Every record must be repeated precisely as it stands.

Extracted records
■ ■ ■ ■ ■ ■ ■
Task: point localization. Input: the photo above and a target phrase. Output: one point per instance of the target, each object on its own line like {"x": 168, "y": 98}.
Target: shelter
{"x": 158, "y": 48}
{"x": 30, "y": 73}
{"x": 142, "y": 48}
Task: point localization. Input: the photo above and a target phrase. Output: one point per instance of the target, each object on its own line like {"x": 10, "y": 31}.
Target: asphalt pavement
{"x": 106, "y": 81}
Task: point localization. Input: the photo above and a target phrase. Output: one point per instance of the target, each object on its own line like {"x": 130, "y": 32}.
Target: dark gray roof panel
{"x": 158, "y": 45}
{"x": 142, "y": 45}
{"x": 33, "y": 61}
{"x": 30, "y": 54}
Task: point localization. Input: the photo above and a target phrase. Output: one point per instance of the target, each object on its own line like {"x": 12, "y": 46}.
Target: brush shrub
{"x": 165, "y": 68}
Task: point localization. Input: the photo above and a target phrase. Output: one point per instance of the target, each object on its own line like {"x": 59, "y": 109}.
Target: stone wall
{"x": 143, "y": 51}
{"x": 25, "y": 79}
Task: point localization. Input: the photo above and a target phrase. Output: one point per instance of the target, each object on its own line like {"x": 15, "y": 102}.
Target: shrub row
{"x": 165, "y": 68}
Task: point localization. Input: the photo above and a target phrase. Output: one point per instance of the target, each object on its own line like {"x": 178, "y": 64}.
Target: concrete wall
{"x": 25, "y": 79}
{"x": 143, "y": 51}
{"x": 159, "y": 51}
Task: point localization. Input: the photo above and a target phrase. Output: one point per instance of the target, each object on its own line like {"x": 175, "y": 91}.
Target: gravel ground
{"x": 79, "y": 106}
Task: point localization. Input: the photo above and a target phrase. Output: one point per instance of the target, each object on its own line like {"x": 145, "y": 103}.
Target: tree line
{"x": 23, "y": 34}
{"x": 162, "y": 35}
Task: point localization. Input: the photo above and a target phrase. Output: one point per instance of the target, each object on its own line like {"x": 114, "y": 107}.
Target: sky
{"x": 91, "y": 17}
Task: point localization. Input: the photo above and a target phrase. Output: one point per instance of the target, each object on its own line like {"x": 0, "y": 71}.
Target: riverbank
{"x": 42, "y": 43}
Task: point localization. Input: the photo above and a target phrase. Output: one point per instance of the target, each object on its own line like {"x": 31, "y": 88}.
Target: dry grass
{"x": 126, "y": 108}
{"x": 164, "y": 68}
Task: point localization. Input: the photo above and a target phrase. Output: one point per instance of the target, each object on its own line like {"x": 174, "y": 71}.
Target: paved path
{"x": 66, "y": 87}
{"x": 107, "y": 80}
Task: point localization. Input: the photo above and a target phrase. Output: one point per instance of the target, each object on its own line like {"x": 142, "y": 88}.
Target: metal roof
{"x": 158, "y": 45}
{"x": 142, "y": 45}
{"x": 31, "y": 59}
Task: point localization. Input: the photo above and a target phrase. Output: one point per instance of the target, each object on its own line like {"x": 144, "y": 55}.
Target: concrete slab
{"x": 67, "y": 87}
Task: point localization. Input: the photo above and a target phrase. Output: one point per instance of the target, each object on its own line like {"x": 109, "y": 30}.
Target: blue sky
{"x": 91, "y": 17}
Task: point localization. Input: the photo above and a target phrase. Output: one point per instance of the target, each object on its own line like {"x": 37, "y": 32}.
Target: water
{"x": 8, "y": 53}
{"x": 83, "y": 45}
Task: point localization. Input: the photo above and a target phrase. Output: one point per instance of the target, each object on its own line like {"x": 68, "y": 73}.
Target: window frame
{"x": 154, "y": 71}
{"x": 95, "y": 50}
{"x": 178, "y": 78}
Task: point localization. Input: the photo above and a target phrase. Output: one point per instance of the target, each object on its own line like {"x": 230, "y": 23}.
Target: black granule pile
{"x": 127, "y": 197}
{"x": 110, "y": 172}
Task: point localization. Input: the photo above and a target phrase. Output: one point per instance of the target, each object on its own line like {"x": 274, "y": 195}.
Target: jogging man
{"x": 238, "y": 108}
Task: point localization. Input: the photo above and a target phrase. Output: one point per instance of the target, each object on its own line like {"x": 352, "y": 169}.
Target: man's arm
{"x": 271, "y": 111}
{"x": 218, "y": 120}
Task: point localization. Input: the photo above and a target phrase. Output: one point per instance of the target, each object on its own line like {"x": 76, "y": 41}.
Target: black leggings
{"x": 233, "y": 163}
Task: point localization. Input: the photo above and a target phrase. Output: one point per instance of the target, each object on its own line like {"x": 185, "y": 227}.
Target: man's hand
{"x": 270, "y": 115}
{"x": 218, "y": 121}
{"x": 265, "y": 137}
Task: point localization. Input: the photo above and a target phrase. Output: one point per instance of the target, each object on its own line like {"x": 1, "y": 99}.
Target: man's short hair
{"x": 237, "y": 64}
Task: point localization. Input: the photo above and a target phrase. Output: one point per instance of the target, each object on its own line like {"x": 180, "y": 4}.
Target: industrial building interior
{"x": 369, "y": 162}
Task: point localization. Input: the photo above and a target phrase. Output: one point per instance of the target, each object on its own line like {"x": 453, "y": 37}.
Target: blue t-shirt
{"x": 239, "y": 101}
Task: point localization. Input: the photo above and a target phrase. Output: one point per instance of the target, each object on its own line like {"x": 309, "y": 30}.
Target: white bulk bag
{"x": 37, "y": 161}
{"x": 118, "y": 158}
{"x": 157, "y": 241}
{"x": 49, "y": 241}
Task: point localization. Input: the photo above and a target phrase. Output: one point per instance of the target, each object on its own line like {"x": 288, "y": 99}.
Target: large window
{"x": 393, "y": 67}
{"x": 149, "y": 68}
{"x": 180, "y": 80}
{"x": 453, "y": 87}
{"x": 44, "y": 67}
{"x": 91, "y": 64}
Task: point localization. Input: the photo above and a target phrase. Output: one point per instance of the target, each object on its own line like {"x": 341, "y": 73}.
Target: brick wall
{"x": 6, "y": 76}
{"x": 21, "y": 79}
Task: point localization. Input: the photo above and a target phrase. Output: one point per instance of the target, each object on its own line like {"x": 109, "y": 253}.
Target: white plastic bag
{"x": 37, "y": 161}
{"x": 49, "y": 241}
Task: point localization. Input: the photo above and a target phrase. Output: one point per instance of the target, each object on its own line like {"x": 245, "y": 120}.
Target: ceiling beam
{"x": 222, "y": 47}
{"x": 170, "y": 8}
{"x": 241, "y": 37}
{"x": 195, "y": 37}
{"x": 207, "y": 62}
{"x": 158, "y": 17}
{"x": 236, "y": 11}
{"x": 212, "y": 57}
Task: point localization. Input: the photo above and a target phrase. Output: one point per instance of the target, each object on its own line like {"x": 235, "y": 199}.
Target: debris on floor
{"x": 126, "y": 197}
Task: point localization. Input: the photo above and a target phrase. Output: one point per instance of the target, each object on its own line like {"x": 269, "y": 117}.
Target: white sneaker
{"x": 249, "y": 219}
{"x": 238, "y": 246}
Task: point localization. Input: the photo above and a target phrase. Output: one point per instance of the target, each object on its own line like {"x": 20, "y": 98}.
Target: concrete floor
■ ■ ■ ■ ■ ■ ■
Answer to this task:
Task: point localization. Input: the photo above and a target phrase. Output: one point per instance of the target, each object on its own line like {"x": 168, "y": 98}.
Target: shelter
{"x": 158, "y": 48}
{"x": 30, "y": 73}
{"x": 142, "y": 48}
Task: point localization. Input: the photo above and a target phrase. Output: one point per instance of the target, each object on its own line like {"x": 10, "y": 31}.
Target: asphalt pavement
{"x": 106, "y": 81}
Task: point localization. Input: the photo above and a target phrase. Output: one point per instance of the target, each object on its own line like {"x": 130, "y": 32}.
Target: dark gray roof panel
{"x": 158, "y": 45}
{"x": 142, "y": 45}
{"x": 33, "y": 61}
{"x": 30, "y": 54}
Task: point localization. Input: the photo above and a target phrase. Output: one point per instance of the target, each object on its own line like {"x": 12, "y": 46}.
Target: brush shrub
{"x": 165, "y": 68}
Task: point localization. Input: the photo above and a target phrase. Output: one point per instance of the target, each object on its own line like {"x": 59, "y": 109}.
Target: stone wall
{"x": 143, "y": 51}
{"x": 25, "y": 79}
Task: point localization. Input: the photo above and a target phrase. Output: one point per instance of the target, each object on its own line like {"x": 15, "y": 102}.
Target: shrub row
{"x": 165, "y": 68}
Task: point localization. Input: the photo above and a target phrase. Output: one point per instance of the target, each object on its own line like {"x": 178, "y": 64}.
Target: concrete wall
{"x": 25, "y": 79}
{"x": 143, "y": 51}
{"x": 159, "y": 51}
Task: point localization. Input: the photo above and a target phrase. Output: one point per instance of the target, each object on its own line like {"x": 175, "y": 91}.
Target: gravel ground
{"x": 79, "y": 106}
Task: point localization. Input: the photo above and a target phrase. Output: one point per instance of the target, each object on its own line like {"x": 145, "y": 103}.
Target: tree line
{"x": 23, "y": 34}
{"x": 162, "y": 35}
Task: point localization. Input: the photo above and a target phrase. Output: one point per instance of the target, each object on its own line like {"x": 114, "y": 107}.
Target: sky
{"x": 91, "y": 17}
Task: point localization. Input: the photo above and a target phrase. Output: one point per instance of the target, each object on its own line like {"x": 0, "y": 71}.
Target: riverbank
{"x": 42, "y": 43}
Task: point localization. Input: the photo above and a target phrase. Output: one point per instance of the target, each object on its own line like {"x": 31, "y": 88}.
Target: dry grass
{"x": 126, "y": 108}
{"x": 164, "y": 68}
Task: point localization. Input: the photo above and a target phrase. Output: one point per instance of the target, each object on its own line like {"x": 174, "y": 71}.
Target: paved path
{"x": 66, "y": 87}
{"x": 107, "y": 80}
Task: point localization. Input: the photo above and a target phrase. Output: one point per instance of the target, each object on its own line like {"x": 142, "y": 88}.
Target: metal roof
{"x": 158, "y": 45}
{"x": 142, "y": 45}
{"x": 31, "y": 59}
Task: point localization. Input: the photo above and a target phrase. Output: one point per instance of the target, each object on its own line like {"x": 144, "y": 55}.
Target: concrete slab
{"x": 67, "y": 87}
Task: point localization. Input: the photo above and a target phrase. Output: one point per instance of the target, each object on its own line like {"x": 109, "y": 30}.
Target: blue sky
{"x": 91, "y": 17}
Task: point localization. Input: the photo above and a target phrase. Output: one point per instance of the target, each object on its own line like {"x": 37, "y": 32}.
Target: water
{"x": 8, "y": 53}
{"x": 83, "y": 45}
Task: point localization. Input: the photo above and a target phrase. Output: one point per instance of the target, each object on its own line like {"x": 68, "y": 73}.
Target: window frame
{"x": 154, "y": 71}
{"x": 95, "y": 50}
{"x": 178, "y": 78}
Task: point localization. Input: the photo above and a target phrase. Output: one point per instance of the target, each object on its own line like {"x": 230, "y": 23}.
Target: black granule pile
{"x": 127, "y": 197}
{"x": 110, "y": 172}
Task: point localization. Input: the photo above and a target phrase. Output: one point per instance of the target, each object on its own line like {"x": 274, "y": 195}.
Target: jogging man
{"x": 238, "y": 108}
Task: point localization. Input: the photo above and a target phrase. Output: one point per instance of the target, each object on its own line like {"x": 352, "y": 169}.
Target: man's arm
{"x": 271, "y": 111}
{"x": 218, "y": 120}
Task: point localization. Input: the photo above and a target phrase. Output: one point per instance of the target, each object on its own line like {"x": 76, "y": 41}.
Target: black leggings
{"x": 233, "y": 163}
Task: point localization. Input: the photo above and a target phrase. Output: one point per instance of the target, each object on its own line like {"x": 185, "y": 227}.
Target: man's hand
{"x": 270, "y": 115}
{"x": 218, "y": 121}
{"x": 265, "y": 137}
Task: point localization. Input: the photo above and a target phrase. Output: one point per instance of the target, each object on its own line like {"x": 1, "y": 99}.
Target: man's short hair
{"x": 237, "y": 64}
Task: point localization. Input: the photo above and a target phrase. Output: one point per instance of the target, each object on its own line like {"x": 180, "y": 4}.
Target: industrial building interior
{"x": 369, "y": 162}
Task: point localization. Input: the photo above and a target phrase. Output: one point per instance of the target, each object on its own line like {"x": 453, "y": 37}.
Target: blue t-shirt
{"x": 239, "y": 101}
Task: point localization. Input: the photo above and a target phrase. Output: one point per instance of the target, each object on its own line like {"x": 309, "y": 30}.
Target: white bulk bag
{"x": 37, "y": 161}
{"x": 118, "y": 158}
{"x": 157, "y": 241}
{"x": 49, "y": 241}
Task: point localization. Input: the photo above and a target phrase. Output: one point per instance of the target, each object on its own line like {"x": 288, "y": 99}.
Target: large window
{"x": 393, "y": 67}
{"x": 149, "y": 68}
{"x": 180, "y": 80}
{"x": 453, "y": 87}
{"x": 44, "y": 67}
{"x": 91, "y": 64}
Task: point localization. Input: the photo above and a target phrase. Output: one point per instance of the target, each object on its own line like {"x": 341, "y": 73}.
Target: brick wall
{"x": 6, "y": 76}
{"x": 21, "y": 79}
Task: point localization. Input: the photo above and a target phrase. Output: one point per instance of the target, each object on its own line like {"x": 109, "y": 253}.
Target: white plastic bag
{"x": 37, "y": 161}
{"x": 49, "y": 241}
Task: point localization. Input: the photo above and a target phrase. Output: one point per instance of the target, each object on its own line like {"x": 245, "y": 120}.
Target: ceiling beam
{"x": 222, "y": 47}
{"x": 170, "y": 8}
{"x": 241, "y": 37}
{"x": 195, "y": 37}
{"x": 207, "y": 62}
{"x": 158, "y": 17}
{"x": 236, "y": 11}
{"x": 212, "y": 57}
Task: point localization. Input: the photo above and a target phrase. Output: one point per instance of the target, each object on its own line like {"x": 235, "y": 199}.
Target: debris on floor
{"x": 126, "y": 197}
Task: point localization. Input: the photo above and a target phrase. Output: one point per instance of the target, each object on its own line like {"x": 269, "y": 117}.
Target: white sneaker
{"x": 249, "y": 219}
{"x": 238, "y": 246}
Task: point localization. Input: the photo above and a target phrase. Output: one point per instance of the target, each object on its own line like {"x": 20, "y": 98}.
Target: concrete floor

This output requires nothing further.